───── PAGE EXCERPT

Thursday, September 17, 2009

Civility and Its Enemies

Free is not short for free-for-all. You cannot have a free and open debate without decorum and civility.

While we tolerate boorish behavior, it would be foolish to say that it contributes to the debate. Everyone has a constitutional right to throw tantrums, but democratic deliberation is not advanced when someone simply lets fly.

Ever since David Brooks attacked the current wave of incivility a few days ago, some of its lovers have stepped forth to defend it. To my surprise. See my previous post here.

Someone named Kerry Howley finds nothing very wrong with Kanye West's violation of Taylor Swift's moment or with Joe Wilson's outburst. Link here.

Howley is more worried that Brooks and others of his ilk are trying to lead us back to the bad old days when people showed "deference to authority." (Would you say that Kanye West was rebelling against authority?)

According to Howley, those who are rude and crude are simply expressing their individuality. She stopped short of calling it "a spontaneous overflow of powerful feelings," but she clearly does not understand the difference between freedom and anarchy.

To Howley's mind we should just suck it up. If we do not, she declares, in a poorly disguised appeal to our inner machismo, we are demonstrating: "a pathetic inability to tolerate the meekest of incivilities."

But, was Kanye West merely engaging a meek incivility? Was his invasion of Taylor Swift's space, his hijacking of her moment the same as arriving late for a meeting, forgetting to send a thank-you note, or using the wrong fork?

──────────
───── RECORDS

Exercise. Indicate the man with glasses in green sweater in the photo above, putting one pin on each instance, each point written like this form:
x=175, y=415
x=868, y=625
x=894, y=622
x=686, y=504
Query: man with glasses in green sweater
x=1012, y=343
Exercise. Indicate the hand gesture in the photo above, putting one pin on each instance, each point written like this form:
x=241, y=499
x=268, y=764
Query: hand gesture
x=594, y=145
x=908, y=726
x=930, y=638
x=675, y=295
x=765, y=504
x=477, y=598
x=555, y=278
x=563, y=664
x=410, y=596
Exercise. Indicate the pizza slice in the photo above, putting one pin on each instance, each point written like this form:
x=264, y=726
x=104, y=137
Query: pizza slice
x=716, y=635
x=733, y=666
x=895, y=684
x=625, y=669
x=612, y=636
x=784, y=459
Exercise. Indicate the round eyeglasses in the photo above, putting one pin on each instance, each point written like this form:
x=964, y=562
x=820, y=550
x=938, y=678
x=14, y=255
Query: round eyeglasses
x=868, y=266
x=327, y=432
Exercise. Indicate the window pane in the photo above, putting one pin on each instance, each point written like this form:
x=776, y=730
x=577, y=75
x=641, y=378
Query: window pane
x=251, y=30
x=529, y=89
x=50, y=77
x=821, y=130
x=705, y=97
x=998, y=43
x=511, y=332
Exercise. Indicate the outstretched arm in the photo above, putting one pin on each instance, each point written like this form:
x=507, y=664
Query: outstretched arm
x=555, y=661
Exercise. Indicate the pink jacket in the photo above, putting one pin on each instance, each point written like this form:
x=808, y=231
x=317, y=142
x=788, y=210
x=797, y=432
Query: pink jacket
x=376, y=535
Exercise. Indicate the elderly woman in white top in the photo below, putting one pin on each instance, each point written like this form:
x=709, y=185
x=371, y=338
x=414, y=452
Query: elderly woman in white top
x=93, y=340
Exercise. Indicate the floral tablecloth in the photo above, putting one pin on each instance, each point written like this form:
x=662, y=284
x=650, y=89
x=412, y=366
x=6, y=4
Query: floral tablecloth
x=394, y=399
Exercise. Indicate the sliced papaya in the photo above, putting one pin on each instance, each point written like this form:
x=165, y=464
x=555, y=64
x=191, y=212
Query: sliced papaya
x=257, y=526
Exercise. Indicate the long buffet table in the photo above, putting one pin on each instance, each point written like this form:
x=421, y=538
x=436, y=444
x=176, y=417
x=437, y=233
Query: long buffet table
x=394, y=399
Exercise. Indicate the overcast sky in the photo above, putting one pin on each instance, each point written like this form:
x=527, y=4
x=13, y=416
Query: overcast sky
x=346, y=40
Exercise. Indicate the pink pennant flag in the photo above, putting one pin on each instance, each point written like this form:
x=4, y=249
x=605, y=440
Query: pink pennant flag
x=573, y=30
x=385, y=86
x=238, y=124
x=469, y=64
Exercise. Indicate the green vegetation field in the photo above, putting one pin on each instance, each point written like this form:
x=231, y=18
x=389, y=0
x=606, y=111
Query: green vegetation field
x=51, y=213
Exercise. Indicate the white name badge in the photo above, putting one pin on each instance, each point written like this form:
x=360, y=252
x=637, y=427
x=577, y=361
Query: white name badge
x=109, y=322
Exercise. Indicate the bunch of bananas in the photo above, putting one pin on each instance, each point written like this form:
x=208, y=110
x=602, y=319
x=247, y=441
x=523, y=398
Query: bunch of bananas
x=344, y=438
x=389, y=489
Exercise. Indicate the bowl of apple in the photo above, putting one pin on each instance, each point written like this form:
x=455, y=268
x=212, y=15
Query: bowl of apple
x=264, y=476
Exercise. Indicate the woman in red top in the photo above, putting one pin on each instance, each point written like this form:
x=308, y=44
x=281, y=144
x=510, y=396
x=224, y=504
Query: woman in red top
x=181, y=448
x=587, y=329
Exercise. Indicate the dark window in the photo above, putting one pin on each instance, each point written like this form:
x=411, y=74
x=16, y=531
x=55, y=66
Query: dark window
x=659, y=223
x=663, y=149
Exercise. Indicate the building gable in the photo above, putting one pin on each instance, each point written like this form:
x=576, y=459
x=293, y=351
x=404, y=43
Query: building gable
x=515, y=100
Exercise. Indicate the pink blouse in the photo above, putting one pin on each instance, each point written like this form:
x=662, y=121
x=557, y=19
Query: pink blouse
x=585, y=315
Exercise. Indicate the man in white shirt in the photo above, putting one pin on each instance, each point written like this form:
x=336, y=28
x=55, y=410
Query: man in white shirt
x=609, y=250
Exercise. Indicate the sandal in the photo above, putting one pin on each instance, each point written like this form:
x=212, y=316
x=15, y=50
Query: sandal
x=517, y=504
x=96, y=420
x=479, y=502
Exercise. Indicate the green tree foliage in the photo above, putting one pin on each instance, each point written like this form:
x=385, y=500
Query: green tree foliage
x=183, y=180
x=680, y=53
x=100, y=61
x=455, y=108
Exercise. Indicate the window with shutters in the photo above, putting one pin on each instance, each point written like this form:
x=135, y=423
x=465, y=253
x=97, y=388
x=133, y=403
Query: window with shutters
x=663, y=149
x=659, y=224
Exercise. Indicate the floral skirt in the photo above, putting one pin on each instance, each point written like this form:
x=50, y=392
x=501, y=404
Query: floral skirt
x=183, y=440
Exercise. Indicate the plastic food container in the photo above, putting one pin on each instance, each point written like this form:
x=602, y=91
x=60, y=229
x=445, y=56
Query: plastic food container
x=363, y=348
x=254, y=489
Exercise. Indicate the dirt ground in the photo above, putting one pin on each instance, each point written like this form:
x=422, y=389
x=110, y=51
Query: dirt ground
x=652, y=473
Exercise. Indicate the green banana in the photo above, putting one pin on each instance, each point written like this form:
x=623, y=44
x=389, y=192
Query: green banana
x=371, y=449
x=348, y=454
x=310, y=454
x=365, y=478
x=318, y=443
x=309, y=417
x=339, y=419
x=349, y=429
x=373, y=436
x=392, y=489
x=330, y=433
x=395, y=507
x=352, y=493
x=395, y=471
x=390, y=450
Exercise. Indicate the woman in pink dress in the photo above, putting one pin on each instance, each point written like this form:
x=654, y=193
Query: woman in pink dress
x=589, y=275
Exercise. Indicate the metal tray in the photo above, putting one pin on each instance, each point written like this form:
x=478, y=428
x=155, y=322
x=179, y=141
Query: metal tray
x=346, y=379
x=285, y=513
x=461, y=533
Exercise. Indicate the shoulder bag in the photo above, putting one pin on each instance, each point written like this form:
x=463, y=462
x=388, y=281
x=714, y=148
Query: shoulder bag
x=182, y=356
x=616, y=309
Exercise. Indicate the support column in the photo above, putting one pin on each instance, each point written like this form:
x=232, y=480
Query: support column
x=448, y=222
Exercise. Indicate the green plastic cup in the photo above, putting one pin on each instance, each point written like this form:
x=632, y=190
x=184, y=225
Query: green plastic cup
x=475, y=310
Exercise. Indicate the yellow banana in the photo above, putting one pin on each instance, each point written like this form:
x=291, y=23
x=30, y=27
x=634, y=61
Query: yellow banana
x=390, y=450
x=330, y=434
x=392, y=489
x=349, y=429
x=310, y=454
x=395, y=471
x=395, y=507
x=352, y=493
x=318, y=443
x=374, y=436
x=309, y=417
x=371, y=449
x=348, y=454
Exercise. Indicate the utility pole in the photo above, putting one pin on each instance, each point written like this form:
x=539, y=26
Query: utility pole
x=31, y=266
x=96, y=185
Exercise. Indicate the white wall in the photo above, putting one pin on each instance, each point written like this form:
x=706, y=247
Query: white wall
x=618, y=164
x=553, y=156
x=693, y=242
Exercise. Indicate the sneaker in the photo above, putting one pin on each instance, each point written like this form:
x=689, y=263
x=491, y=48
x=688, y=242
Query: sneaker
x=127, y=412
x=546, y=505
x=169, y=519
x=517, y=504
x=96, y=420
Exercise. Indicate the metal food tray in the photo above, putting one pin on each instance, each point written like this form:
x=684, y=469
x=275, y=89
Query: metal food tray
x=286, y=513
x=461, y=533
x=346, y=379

──────────

**REQUIREMENTS**
Can you rewrite the stretch of the civility post from "Civility and Its" through "simply lets fly.", changing "debate" to "discussion"? Rely only on the civility post and leave the material aside.

**SOLUTION FOR THIS TASK**
Civility and Its Enemies

Free is not short for free-for-all. You cannot have a free and open discussion without decorum and civility.

While we tolerate boorish behavior, it would be foolish to say that it contributes to the discussion. Everyone has a constitutional right to throw tantrums, but democratic deliberation is not advanced when someone simply lets fly.